§ TÂCHES À RÉALISER
a – Répondez aux questions suivantes d'après le texte sur l'émission de Fabrice Drouelle :
(i) Quelle est la durée d'une émission ?
(ii) Qui programme les interludes musicaux ?
(iii) Sur quelle radio le podcast Fenêtre sur cour est-il diffusé ?
b – Reprenez le texte sur l'émission de Fabrice Drouelle après sa dernière phrase et poursuivez-le.

§ SEGMENT DE TEXTE
'''
Fabrice Drouelle, nous embarque avec sa voix envoutante au ton légèrement dramatique, dans les évènements qui ont marqué les 50 dernières années. Procès, faits divers, grandes affaires, aventures, en 55mn, on en découvre tous les secrets.

Il introduit toujours son sujet par des formules impactantes et d’une voix grave.

La narration est entrecoupée d’interludes musicales, programmées par Murielle Perez toujours choisies avec humour et finesse, et par des interviews ou archives orales récupérées de l’époque. Elle se finit par une discussion, entre lui et un invité expert en lien direct ou indirect avec l’affaire, et à deux ils analysent et débattent ces épisodes de l’histoire, avec justesse.

Les affaires sont souvent diffusées en fonction de l’actualité pour faire lien. Par exemple, lors des marches contre les violences faites aux femmes le 23 novembre, vous auriez pu écouter Histoires de femmes, victimes de violences conjugales ou bien en cette première semaine de janvier, revenir sur les attentats qui ont touché il y a 5 ans Charlie Hebdo.

Chaque émission a la forme d’un conte. Il nous raconte des histoires, et nous embarque dans cet univers, parfois morbide, mais toujours avec subtilité.

C’est ce qui rend cette émission singulière. Par exemple si nous prenons le podcast Fenêtre sur cour de Élise Costa diffusé sur Arte Radio qui traite des mêmes topiques, on peut voir que l’approche est complètement différente. En une dizaine de minutes, elle va principalement nous présenter la partie juridique des affaires. Elle parle à la première personne et adopte un point de vue omniscient qui nous éloigne du conte et de l’univers dans lequel on arrive moins à plonger.

Cependant, c’est peut-être justement ce que l’on pourrait reprocher à Fabrice Drouelle. Sa voix particulière nous guide là où il veut qu’on aille et, lui et nous, manquons parfois un peu d’objectivité sur certaines affaires.
'''
§ ENTRÉES FOURNIES
'''
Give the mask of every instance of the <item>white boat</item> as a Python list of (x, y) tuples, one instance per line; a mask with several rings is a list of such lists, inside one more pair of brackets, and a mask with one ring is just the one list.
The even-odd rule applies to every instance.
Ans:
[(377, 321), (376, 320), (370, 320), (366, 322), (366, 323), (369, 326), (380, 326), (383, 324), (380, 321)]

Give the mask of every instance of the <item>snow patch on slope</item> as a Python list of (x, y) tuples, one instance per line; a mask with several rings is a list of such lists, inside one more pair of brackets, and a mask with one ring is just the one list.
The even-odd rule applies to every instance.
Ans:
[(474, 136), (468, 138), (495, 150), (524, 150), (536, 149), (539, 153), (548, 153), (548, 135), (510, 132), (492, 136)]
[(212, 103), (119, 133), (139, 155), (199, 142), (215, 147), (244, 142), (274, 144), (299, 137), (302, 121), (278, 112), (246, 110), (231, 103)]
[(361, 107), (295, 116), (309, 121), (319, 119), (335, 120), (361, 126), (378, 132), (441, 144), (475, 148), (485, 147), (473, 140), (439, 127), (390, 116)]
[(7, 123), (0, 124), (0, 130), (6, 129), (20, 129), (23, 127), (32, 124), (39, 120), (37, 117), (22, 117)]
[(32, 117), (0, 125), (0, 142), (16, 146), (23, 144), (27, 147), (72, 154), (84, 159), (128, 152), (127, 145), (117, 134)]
'''
§ RÉPONSES PAR TÂCHE
a –
(i) Une émission dure 55 minutes.
(ii) Les interludes musicaux sont programmés par Murielle Perez.
(iii) Le podcast Fenêtre sur cour est diffusé sur Arte Radio.

b –
Et si nous regardions une émission de plus près… Prenons celle du 12 novembre 2019, Harkis, quand la France abandonne ses enfants.
L’émission commence toujours par une introduction au sujet et la présentation de l’invité retranscrites toutes deux sur le site de France Inter. Il nous donne de façon très concise un aperçu de ce que nous allons écouter par la suite.

Ici il va donc nous rappeler la signification et la portée du mot Harkis, ainsi que les étapes importantes de ce qui a constitué leur histoire. Les mots employés sont choisis d’une façon à nous capter dès la première minute.

« Des montagnes de Kabylie au Massif central, des camps de transit aux HLM de banlieues, c’est ce combat, celui des harkis et de leurs enfants, que nous allons raconter aujourd’hui. »

L’invité est Fatima Besnaci-Lancou, écrivaine, et docteure en Histoire contemporaine, spécialiste de la guerre d’Algérie, co-fondatrice de l’association Harkis et droits de l’Homme, et membre du Conseil scientifique du Mémorial du camp de Rivesaltes.

Après un générique de début composé de quelques notes et du nom de l’émission, on entre directement dans le sujet par un extrait du discours de Charles de Gaulle sur les cessez-le-feu en Algérie suite aux accords d’Évian. Fabrice Drouelle marque un temps de pose et reprend la parole pour reposer le contexte, et démarrer son histoire, le tout sur un fond musical haletant mêlant tambours et guitares. Comme un film auditif, il nous conte les prémices et l’origine de cette affaire, tout en gardant chiffres et dates pour appuyer ses propos.

Le rythme de sa voix évolue au fil des évènements. Elle est lente et grave lorsqu’il parle de la situation en Algérie et s’accélère et devient interrogative lorsqu’il évoque les départs et l’inconnu de la destination.

Il file son intervention en coupant son discours par des audios et archives de l’époque. Témoignages de Harkis, interviews de journalistes, reportages, discours politiques, viennent étoffer ses propos et lui permettent de rebondir et d’avancer dans son histoire.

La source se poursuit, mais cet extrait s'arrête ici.